**Exercise**
From the coolant thread, extract the passage starting at "## 1bigforeman (Jun" and ending at "(Oct 3, 2009)", copied word for word.

**Page extract**
# COOLANT



## piedra (Jul 23, 2009)

Ok ive relocated my radiator but know all i have to do is drill the plastics to run the hose trough but i was wondering what kind of coolant do i run in it is it some that i can get from autozone or something like that or do i have to get it from kawasaki dealership, also when i put in the coolant do i let it run with the cap off or something like that i read in the how to bout running it with the cap of for a while i dont know if i got it right


----------



## phreebsd (Dec 16, 2004)

use what's on sale at autozone. you wont be overheating again anyway.


----------



## 1bigforeman (Jun 23, 2009)

Let it run with the cap off and pour slow. That will help the air work it's way out.


----------



## Guarino113 (Oct 3, 2009)

yeah i use the cheap stuff also. it takes a little while to fill it up because it comes up to the top then goes back down a bunch of times.just keep doing it with the bike running til it doesnt go down anymore.


----------



## Bootlegger (Dec 18, 2008)

I use Engine Ice...Or Prestone.


----------



## zacksbf (Sep 11, 2009)

I run PEAK which can be found at any auto parts place. Now that the rad is up top you will be fine with any formula because your fan doesn't even run that often with it up top.


----------



## bruiser quad (Nov 6, 2009)

Bootlegger said:


> I use Engine Ice...Or Prestone.


The "water wetter" type of additives... can you just add them to your overflow and they will work their way in?


----------



## piedra (Jul 23, 2009)

One more well 2 more questions actually, first on the radiator on the left hand side right by the fill cap there are 2 little prongs were u put those 2 blue wires well i forgot wich one goes were cause one has white line in the blue and the other i thing is all blue but i forgot wich one goes to wich does it matter or not, another thing my battery went dead and i could just put the charger to it but my battery charger got fried the other day can i jump started from a vehicle or will that damage something


----------



## blue beast (Feb 16, 2010)

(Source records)
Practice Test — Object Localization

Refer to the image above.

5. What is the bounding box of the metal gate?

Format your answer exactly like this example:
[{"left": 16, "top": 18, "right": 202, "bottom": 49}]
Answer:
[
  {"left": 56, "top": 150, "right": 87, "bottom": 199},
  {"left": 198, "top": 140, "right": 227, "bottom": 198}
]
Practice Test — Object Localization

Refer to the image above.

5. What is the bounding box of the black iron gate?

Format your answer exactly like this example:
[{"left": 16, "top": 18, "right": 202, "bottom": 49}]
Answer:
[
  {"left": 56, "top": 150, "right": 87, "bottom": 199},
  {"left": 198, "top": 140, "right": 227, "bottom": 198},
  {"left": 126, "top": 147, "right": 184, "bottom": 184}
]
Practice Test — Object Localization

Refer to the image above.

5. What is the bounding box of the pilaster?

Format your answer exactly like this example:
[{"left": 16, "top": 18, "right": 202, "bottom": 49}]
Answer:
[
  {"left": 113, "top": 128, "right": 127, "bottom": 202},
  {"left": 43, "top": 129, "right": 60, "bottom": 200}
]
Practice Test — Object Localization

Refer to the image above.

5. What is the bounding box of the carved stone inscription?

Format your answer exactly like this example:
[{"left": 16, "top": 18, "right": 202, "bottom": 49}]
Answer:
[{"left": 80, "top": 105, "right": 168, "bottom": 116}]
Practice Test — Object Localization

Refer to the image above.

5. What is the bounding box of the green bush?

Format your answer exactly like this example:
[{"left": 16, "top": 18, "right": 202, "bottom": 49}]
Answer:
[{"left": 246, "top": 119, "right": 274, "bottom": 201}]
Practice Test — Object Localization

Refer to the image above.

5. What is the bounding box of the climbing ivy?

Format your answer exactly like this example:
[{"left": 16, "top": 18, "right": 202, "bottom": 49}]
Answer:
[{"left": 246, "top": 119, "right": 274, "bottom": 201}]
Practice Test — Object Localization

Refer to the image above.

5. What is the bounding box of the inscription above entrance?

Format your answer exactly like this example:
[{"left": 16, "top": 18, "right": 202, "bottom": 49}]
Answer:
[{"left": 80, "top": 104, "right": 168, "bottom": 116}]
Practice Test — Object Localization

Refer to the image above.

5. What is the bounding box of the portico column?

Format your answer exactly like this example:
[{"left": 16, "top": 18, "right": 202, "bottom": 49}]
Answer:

**Solution for this problem**
## 1bigforeman (Jun 23, 2009)

Let it run with the cap off and pour slow. That will help the air work it's way out.


----------



## Guarino113 (Oct 3, 2009)